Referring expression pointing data

================================

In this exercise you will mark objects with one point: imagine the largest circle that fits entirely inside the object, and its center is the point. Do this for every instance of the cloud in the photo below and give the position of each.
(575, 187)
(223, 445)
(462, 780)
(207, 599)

================================

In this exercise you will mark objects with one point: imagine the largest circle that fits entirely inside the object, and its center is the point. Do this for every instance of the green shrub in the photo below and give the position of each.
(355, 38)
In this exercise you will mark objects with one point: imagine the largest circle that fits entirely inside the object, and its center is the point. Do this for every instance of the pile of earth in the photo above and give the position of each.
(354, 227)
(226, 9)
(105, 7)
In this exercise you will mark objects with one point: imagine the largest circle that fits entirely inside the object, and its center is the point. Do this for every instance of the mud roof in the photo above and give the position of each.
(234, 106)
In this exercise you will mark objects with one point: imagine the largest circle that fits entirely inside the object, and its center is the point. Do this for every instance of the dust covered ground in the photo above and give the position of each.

================================

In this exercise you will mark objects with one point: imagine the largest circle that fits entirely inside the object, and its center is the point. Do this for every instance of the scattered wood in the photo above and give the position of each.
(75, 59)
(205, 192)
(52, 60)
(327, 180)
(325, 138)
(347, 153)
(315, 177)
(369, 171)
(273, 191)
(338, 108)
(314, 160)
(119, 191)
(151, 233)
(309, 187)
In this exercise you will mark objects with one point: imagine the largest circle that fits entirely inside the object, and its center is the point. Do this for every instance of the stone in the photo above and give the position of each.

================================

* Task:
Copy range, inclusive: the line holding "the mud roof" to the line holding "of the dust". Reproduce exactly those lines of the records above and no others.

* Your response:
In this exercise you will mark objects with one point: imagine the largest circle that fits entirely inside the object, and its center is the point. Do this for every instance of the mud roof in the photo above and give the position of each.
(234, 106)
In this exercise you will mark objects with one point: imagine the largest circle that fits entirely inside the object, and its center is the point. Do this for every instance of the dust covered ground in the photo above and give the position of each.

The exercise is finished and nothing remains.